TAREA REQUERIDA 1 => Indica si cada afirmación concuerda con el texto sobre la Sagrada Escritura y responde sí o no, citando literalmente las palabras del texto que lo deciden: (a) La Iglesia hizo suya desde el principio la traducción de los Setenta. (b) Los católicos no pueden usar en ningún caso las traducciones ecuménicas. (c) La Escritura debe ser el alma de la teología.
TAREA REQUERIDA 2 => Traduce al inglés esta oración del texto sobre la Sagrada Escritura: “La Iglesia no es contraria a la iniciativa de traducciones «en colaboración con los hermanos separados» (Dei Verbum DV 22): las llamadas traducciones ecuménicas.”

TEXTO DE LA PÁGINA =>
*-*-*

Ante todo «los fieles han de tener fácil acceso la Sagrada Escritura» (Dei Verbum DV 22). Aquí surge la cuestión de las traducciones de los libros sagrados. «La Iglesia desde el principio hizo suya la traducción del Antiguo Testamento llamada de los Setenta; y siempre ha honrado las demás traducciones orientales y latinas» (ib.). La Iglesia procura también incesantemente que «se hagan traducciones exactas y adaptadas en diversas lenguas, sobre todo partiera de los textos originales» (ib.).

La Iglesia no es contraria a la iniciativa de traducciones «en colaboración con los hermanos separados» (Dei Verbum DV 22): las llamadas traducciones ecuménicas. Estas con el oportuno permiso de la Iglesia, pueden usarlas también los católicos.

40 5. La tarea sucesiva se conexiona con la correcta comprensión de la palabra de la divina Revelación: el "intellectus fidei", que culmina en la teología. Con esta finalidad recomienda el Concilio «el estudio de los Padres de la Iglesia, orientales y occidentales, y el estudio de la liturgia» (Dei Verbum DV 23), y atribuye gran importancia al trabajo de los exegetas y de los teólogos, siempre en íntima relación con la Sagrada Escritura: «La sagrada teología se apoya, como en cimiento perdurable, en la Sagrada Escritura, unida a la Sagrada Tradición; así se mantiene firme y recobra su juventud, penetrando a la luz de la fe la verdad escondida en el misterio de Cristo... Por eso, la Escritura debe ser el alma de la teología» (Dei Verbum DV 24).

El Concilio dirige una llamada a los exegetas y a todos los teólogos, para que ofrezcan «al Pueblo de Dios el alimento de la Escritura, que alumbre el entendimiento, confirme la voluntad, encienda el corazón de los hombres en amor a Dios» (Dei Verbum DV 23). Conforme con lo que se ha dicho antes sobre las reglas de la transmisión de la Revelación, los exegetas y los teólogos deben ejercer su tarea «bajo la vigilancia del Magisterio» (ib.) y, al mismo tiempo, con la aplicación de los medios oportunos y métodos científicos (cf. Dei Verbum DV 23).

*-*-*

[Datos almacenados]
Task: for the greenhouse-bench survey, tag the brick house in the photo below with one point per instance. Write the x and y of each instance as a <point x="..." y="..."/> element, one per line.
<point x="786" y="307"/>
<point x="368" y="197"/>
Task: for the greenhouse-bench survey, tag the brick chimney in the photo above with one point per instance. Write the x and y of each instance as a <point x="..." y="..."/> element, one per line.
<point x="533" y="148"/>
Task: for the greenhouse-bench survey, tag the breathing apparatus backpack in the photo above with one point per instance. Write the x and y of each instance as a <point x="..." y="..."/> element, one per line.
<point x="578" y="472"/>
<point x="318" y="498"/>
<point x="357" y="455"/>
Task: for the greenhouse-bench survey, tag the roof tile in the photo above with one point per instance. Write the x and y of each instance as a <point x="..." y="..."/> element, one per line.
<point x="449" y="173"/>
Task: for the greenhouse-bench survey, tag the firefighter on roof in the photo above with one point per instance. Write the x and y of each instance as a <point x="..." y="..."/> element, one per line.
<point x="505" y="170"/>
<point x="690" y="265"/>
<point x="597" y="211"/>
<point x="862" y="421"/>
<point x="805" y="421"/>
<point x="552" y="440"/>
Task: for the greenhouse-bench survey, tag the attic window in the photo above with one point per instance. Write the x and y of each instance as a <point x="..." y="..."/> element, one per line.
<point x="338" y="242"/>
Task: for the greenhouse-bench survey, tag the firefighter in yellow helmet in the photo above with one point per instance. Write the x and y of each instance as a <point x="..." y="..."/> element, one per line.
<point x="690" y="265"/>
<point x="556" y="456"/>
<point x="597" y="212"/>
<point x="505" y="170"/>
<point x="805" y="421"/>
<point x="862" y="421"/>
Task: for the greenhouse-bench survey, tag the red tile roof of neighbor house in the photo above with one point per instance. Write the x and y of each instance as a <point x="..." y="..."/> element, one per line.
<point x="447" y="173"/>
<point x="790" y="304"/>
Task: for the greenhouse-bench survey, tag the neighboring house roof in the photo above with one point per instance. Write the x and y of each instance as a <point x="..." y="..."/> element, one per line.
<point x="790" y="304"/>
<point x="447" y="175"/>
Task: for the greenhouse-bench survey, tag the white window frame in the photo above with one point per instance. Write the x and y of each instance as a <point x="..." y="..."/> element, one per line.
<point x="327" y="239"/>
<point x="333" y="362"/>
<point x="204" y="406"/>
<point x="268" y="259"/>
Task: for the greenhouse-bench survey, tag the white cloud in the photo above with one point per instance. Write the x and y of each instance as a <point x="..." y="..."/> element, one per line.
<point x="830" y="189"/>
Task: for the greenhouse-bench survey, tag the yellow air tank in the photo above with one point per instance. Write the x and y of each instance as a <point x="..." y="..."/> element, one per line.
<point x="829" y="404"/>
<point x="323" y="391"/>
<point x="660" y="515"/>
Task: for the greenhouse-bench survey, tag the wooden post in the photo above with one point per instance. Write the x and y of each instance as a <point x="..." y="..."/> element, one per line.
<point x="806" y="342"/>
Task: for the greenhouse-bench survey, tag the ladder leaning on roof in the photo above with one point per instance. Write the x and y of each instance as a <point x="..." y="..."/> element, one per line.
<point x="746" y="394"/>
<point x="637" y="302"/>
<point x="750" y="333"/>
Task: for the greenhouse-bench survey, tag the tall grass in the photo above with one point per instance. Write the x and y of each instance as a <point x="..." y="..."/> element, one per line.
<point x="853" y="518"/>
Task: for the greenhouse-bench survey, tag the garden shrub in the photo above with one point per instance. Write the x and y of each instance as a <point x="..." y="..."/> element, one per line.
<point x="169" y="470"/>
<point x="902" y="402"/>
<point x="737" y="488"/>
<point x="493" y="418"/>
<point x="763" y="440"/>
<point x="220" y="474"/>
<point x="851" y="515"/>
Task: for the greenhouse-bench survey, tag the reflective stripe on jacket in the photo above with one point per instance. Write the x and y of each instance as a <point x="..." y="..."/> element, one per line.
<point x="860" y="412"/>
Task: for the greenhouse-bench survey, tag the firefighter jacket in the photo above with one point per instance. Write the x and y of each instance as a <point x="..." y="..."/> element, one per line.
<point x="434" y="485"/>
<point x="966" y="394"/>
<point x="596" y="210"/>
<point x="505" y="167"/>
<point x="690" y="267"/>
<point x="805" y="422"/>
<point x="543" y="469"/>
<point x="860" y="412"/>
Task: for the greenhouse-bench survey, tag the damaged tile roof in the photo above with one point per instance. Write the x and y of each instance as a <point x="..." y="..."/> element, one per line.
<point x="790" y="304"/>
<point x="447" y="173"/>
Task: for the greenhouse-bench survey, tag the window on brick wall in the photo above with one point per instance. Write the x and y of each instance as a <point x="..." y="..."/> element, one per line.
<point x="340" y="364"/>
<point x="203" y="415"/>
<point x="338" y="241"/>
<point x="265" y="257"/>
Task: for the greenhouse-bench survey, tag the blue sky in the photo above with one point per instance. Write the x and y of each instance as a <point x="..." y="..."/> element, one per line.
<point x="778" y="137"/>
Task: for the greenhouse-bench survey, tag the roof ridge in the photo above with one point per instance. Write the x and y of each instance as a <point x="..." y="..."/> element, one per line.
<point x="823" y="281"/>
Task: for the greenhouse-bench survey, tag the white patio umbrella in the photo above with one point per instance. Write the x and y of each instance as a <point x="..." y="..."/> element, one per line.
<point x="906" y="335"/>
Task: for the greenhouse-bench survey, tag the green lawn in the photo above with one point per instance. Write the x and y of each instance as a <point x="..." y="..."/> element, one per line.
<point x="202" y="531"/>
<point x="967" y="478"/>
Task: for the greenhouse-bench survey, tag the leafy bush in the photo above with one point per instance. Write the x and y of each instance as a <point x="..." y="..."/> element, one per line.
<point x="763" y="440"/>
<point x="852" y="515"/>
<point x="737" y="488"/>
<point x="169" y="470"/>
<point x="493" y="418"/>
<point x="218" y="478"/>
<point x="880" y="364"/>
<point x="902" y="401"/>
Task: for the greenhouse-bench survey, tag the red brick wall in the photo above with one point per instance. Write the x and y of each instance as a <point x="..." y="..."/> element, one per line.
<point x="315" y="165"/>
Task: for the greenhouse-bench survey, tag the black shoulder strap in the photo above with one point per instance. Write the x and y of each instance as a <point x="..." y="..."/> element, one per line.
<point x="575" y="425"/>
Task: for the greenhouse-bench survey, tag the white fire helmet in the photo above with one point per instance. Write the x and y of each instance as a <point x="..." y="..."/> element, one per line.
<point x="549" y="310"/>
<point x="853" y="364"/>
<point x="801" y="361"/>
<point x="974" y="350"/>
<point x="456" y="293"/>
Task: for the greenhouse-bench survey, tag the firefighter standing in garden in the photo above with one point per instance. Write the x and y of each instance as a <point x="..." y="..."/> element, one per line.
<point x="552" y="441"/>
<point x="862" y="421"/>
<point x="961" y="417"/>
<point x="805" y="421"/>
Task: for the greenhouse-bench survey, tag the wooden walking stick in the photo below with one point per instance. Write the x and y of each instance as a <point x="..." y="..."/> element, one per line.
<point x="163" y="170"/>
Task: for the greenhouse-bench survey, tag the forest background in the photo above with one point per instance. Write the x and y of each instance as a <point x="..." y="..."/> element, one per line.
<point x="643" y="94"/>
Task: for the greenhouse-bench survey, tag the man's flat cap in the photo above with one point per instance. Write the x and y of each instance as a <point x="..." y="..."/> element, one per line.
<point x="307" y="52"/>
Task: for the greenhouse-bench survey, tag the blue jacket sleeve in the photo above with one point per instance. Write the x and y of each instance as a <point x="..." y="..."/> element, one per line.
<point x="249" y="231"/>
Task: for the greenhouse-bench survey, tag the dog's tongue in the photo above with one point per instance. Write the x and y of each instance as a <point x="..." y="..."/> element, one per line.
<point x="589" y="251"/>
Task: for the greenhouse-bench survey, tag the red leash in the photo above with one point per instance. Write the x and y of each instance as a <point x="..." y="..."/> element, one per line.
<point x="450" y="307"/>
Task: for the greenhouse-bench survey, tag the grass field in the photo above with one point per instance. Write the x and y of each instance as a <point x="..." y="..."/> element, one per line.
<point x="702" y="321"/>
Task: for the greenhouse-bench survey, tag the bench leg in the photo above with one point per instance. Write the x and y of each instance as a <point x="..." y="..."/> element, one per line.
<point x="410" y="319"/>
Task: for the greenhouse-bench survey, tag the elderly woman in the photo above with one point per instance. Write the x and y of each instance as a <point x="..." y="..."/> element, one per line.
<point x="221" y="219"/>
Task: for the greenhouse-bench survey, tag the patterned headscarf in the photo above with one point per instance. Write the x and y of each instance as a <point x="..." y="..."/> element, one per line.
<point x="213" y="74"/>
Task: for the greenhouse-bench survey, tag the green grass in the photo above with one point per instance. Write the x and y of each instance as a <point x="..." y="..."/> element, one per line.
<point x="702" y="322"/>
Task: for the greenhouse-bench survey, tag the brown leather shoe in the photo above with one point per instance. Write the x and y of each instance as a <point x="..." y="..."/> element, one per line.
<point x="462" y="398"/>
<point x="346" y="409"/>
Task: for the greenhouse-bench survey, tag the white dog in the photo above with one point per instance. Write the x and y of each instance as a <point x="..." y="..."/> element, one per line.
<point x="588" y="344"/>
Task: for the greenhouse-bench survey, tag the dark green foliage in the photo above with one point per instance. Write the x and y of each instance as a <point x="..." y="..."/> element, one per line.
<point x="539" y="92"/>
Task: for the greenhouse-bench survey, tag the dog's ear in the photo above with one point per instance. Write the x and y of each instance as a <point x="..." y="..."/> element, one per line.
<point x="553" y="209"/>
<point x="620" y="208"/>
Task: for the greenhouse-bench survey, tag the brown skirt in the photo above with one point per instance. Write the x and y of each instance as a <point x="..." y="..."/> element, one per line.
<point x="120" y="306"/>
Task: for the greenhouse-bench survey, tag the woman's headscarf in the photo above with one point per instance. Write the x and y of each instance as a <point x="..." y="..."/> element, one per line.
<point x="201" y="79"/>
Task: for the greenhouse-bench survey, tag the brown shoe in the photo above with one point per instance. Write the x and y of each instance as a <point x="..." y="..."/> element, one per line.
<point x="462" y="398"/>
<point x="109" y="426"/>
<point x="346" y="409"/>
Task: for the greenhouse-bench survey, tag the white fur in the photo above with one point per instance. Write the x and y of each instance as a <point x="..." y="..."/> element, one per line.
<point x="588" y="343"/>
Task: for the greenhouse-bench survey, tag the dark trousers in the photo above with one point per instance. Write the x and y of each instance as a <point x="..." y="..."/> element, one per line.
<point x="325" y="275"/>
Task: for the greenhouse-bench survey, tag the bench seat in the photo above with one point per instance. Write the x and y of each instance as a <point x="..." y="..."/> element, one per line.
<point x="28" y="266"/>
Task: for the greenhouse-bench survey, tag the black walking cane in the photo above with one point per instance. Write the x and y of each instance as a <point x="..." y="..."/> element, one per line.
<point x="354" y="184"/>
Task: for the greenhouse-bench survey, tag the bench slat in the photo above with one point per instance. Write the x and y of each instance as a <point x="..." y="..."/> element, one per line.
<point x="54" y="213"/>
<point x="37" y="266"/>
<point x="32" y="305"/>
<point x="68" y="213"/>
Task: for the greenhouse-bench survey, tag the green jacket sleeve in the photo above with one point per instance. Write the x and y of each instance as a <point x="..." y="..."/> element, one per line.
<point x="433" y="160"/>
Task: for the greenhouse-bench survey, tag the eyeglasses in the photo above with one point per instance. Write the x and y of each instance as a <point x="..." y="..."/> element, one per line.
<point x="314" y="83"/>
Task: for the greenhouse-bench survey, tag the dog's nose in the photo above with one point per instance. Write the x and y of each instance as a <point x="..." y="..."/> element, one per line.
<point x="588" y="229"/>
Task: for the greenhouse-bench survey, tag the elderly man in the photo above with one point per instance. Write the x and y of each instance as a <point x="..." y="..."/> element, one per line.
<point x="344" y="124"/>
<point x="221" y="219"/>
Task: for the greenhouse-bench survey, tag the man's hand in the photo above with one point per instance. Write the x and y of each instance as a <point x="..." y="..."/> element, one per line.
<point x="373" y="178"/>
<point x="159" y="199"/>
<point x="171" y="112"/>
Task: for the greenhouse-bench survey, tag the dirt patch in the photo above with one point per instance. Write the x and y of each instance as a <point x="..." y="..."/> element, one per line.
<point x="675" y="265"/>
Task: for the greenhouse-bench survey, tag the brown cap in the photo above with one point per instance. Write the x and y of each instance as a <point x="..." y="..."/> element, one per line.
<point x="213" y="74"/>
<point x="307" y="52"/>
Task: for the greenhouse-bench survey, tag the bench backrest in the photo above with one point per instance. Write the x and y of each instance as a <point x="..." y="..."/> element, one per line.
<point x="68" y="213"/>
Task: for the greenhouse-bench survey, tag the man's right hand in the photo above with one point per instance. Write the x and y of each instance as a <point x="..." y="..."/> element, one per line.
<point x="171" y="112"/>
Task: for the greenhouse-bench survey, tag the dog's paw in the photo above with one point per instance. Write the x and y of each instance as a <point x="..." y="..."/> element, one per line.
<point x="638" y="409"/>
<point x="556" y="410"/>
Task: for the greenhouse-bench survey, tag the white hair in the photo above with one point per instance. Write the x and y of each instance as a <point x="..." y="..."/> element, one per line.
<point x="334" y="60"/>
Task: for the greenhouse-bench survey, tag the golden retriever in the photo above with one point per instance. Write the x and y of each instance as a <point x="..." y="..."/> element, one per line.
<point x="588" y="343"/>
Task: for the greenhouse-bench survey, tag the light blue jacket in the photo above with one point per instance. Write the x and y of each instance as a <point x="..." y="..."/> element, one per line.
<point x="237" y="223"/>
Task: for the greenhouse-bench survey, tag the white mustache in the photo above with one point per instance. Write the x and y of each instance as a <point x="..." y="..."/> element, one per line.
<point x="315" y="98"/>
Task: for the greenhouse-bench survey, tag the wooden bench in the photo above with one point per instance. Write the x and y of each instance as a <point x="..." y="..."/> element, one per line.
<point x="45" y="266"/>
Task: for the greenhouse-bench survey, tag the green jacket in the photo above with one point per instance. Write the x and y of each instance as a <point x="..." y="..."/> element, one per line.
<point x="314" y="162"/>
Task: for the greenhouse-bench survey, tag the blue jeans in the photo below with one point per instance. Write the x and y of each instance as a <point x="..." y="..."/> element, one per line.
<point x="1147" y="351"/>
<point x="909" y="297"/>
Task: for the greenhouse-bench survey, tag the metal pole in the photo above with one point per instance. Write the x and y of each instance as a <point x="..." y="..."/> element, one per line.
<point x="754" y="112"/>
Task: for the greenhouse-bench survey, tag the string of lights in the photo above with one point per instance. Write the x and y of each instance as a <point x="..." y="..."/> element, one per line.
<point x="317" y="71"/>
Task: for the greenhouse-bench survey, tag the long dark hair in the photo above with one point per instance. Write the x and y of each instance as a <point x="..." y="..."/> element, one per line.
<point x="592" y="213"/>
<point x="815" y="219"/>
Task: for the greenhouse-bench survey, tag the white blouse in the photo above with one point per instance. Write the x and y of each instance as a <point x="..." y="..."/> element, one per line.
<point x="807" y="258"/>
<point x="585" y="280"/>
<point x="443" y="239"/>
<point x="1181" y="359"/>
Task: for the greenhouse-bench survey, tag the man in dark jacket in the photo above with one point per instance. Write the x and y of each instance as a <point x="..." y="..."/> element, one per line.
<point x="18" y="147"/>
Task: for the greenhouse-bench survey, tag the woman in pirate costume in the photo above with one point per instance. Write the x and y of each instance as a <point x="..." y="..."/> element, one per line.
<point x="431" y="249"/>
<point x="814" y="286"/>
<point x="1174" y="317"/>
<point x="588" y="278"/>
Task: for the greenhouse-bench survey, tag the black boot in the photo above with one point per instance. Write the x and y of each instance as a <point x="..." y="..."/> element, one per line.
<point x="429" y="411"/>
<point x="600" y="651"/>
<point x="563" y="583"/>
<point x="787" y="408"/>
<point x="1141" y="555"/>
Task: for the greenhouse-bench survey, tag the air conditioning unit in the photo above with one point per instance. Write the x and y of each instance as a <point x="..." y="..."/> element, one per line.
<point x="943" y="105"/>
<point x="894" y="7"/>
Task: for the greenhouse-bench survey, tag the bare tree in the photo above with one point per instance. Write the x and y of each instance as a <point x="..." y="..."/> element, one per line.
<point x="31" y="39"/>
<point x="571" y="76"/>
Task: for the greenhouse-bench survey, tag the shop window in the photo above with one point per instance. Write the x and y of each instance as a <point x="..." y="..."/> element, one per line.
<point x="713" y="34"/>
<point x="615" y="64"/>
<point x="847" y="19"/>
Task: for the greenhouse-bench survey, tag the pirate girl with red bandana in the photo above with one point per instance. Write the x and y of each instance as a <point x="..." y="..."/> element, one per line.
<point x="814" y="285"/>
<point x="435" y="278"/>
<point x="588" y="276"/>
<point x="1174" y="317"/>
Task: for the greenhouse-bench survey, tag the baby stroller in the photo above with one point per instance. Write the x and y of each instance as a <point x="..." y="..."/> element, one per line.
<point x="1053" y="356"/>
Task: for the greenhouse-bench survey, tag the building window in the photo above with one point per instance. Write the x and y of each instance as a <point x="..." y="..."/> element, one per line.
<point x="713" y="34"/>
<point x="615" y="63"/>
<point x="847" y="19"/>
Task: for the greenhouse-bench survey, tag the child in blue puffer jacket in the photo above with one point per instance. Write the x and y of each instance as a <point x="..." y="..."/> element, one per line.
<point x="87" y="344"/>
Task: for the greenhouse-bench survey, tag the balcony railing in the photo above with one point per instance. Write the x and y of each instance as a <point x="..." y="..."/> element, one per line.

*-*-*

RESPUESTA 1 =>
(a) Sí: «La Iglesia desde el principio hizo suya la traducción del Antiguo Testamento llamada de los Setenta»
(b) No: «Estas con el oportuno permiso de la Iglesia, pueden usarlas también los católicos.»
(c) Sí: «Por eso, la Escritura debe ser el alma de la teología»

RESPUESTA 2 => The Church is not opposed to the initiative of translations "in collaboration with the separated brethren" (Dei Verbum DV 22): the so-called ecumenical translations.